■ Given problem A
According to the text about Rodeo Ruby Love, where did the band record its first album?

### Selected text

Rodeo Ruby Love was a pop/rock band that formed in Marion, Indiana. They were signed to Pentimento Music Company, an independent record label. The band gained prominence in 2011, when they toured with Streetlight Manifesto and Reel Big Fish. Rodeo Ruby released its first album, Your Love Has Made Everything Beautiful, in 2006. They have since released two EP's, three more studio albums, and a live album.

History

Formation and early years
Rodeo Ruby Love was founded in 2005 by lead singer Zack Melton. Their music is inspired by the church hyms and pop-country radio of Zack Melton's childhood, and the energy of the scene in central Indiana. The band's name Rodeo Ruby Love was inspired by the name of Zack Melton's grandmother, Ruby, and his second favorite Garth Brooks song, "Rodeo". Rodeo Ruby Love recorded its first album, Your Love Has Made Everything Beautiful (2006), in a basement in Bloomington Indiana. They followed the album by simultaneously releasing two EP's, What Loneliness Can Do To You and Honest To God (2007), and touring through the midwest and southeast. Their second album, Vs. The Great American Cities (2008), was released under Crossroads of America Records.  The band disbanded in 2015.

######
### Records for processing

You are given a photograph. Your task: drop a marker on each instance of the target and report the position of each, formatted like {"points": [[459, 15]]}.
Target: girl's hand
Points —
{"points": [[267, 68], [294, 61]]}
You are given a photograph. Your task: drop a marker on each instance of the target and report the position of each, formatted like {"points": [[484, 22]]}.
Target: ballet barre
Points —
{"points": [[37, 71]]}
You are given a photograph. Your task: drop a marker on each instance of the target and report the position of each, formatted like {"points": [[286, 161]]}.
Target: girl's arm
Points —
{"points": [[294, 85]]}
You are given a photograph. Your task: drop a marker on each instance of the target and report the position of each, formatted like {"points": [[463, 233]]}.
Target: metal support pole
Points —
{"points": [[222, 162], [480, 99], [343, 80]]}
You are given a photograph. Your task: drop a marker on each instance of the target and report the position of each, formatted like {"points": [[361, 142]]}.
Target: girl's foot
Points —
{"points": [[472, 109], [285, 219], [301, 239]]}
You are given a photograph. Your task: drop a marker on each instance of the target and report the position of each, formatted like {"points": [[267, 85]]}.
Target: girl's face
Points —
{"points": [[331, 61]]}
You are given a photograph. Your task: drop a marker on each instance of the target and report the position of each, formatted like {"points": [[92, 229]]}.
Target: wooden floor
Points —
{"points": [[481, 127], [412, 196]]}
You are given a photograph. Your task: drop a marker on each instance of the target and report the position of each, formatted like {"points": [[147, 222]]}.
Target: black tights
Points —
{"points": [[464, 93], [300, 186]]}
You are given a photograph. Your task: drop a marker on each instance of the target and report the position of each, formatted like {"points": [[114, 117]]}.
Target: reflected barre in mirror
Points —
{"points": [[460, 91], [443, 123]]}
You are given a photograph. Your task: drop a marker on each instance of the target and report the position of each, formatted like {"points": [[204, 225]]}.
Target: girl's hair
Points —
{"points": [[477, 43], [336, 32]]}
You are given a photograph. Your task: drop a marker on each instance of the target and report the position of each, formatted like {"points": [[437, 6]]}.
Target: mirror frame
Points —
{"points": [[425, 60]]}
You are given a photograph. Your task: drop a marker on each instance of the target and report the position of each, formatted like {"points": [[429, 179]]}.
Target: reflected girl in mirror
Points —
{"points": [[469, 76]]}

######

■ Given problem B
Filter the entries above, keeping every line that contains the word "girl".

■ Worked answer A
In a basement in Bloomington, Indiana.

■ Worked answer B
Target: girl's hand
Target: girl's arm
Target: girl's foot
Target: girl's face
Target: girl's hair
Target: reflected girl in mirror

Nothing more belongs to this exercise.